### TASK DIRECTIONS
Copy verbatim the stretch of rows from the start through the line that contains "point(108, 131)", both ends included. Leave the pictures out of your copy.

### DATA
::::

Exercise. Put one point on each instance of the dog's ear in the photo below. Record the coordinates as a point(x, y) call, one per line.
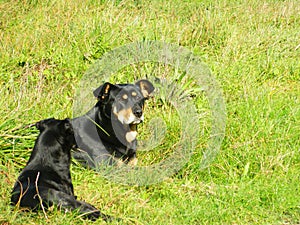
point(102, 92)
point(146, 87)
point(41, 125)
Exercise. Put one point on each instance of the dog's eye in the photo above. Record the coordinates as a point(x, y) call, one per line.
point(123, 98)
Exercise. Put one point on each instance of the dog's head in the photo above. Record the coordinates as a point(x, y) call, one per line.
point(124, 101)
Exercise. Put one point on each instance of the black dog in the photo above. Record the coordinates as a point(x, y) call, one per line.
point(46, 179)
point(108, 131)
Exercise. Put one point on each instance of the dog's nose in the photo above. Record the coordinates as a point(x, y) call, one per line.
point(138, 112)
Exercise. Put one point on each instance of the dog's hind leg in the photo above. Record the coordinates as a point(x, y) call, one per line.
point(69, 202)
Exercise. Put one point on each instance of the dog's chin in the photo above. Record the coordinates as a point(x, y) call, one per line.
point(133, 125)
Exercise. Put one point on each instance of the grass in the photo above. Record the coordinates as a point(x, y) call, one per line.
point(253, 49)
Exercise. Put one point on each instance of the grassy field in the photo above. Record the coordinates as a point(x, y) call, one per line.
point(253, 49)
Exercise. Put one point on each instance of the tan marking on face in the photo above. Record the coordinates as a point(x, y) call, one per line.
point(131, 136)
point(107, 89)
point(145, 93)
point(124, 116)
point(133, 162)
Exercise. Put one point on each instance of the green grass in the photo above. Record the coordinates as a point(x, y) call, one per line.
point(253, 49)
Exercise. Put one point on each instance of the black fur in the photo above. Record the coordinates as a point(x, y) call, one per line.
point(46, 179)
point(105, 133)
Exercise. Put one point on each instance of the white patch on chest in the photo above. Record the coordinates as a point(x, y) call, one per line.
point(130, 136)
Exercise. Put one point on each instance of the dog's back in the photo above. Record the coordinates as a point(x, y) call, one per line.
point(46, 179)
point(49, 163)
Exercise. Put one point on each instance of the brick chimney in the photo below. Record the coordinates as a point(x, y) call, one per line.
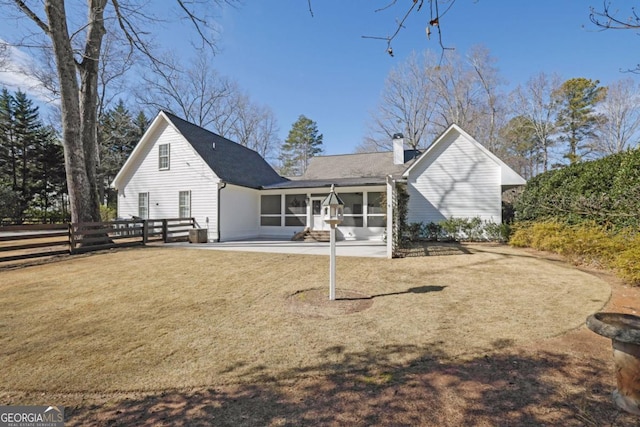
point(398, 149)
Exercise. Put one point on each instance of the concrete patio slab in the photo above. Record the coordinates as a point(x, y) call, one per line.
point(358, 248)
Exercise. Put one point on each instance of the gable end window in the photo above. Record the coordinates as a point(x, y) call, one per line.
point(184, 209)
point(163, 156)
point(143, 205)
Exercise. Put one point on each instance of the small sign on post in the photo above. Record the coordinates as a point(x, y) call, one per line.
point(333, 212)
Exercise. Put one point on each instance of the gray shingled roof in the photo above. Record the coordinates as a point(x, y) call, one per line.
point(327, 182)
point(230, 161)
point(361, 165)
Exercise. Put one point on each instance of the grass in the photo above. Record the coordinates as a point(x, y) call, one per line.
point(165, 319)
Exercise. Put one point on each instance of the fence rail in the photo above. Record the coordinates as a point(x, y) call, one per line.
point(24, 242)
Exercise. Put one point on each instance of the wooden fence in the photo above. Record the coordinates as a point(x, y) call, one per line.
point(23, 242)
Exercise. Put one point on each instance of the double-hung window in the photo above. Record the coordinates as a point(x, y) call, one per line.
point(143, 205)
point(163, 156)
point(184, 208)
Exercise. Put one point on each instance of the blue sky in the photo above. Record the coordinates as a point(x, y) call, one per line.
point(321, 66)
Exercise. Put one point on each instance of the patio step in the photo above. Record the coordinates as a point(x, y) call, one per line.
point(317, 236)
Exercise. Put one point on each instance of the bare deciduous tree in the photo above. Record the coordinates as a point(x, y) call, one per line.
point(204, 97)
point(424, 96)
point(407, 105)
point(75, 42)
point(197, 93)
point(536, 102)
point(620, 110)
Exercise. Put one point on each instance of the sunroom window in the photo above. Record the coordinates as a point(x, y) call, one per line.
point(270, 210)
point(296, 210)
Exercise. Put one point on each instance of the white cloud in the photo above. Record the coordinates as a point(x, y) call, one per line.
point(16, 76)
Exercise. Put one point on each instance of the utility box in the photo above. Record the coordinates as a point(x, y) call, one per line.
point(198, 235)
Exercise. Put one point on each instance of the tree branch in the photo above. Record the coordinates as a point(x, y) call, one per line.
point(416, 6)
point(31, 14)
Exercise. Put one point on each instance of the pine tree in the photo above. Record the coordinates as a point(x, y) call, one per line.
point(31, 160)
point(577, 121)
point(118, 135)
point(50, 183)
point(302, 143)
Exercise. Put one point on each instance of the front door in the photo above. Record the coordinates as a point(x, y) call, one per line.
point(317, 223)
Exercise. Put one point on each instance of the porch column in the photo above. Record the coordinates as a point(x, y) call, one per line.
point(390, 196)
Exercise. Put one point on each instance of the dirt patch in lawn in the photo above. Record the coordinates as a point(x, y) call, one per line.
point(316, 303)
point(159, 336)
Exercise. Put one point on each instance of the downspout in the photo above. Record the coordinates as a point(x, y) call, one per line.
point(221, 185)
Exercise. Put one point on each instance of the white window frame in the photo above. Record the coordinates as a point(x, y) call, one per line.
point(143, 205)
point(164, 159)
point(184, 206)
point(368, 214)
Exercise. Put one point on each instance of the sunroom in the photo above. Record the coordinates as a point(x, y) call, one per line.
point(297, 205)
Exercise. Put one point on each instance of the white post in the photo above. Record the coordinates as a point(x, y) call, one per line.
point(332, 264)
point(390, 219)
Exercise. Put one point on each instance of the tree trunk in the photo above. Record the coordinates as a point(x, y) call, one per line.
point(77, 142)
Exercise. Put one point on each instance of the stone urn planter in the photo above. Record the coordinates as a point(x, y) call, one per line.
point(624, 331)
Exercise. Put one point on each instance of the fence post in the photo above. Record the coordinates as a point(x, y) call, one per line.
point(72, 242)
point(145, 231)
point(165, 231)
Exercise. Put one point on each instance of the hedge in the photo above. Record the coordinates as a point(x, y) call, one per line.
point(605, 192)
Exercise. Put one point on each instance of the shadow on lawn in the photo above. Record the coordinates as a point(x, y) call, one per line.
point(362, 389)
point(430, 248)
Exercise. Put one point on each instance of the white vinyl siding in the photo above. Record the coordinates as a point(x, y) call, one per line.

::::

### EXPECTED OUTPUT
Exercise. Put one point on each instance of the dog's ear in the photo below. Record the coordinates as a point(x, y) call, one per line.
point(102, 92)
point(146, 87)
point(41, 125)
Exercise. Put one point on each instance of the dog's eye in the photo above. Record the coordinates as a point(x, y) call, one per line.
point(123, 98)
Exercise. Put one point on each instance of the dog's head in the photo above. Record the coordinates as a point(x, y) call, one per line.
point(124, 101)
Exercise. Put one point on each instance of the black dog in the photo above. Record the coordinates as a point(x, y) call, one per line.
point(46, 179)
point(108, 131)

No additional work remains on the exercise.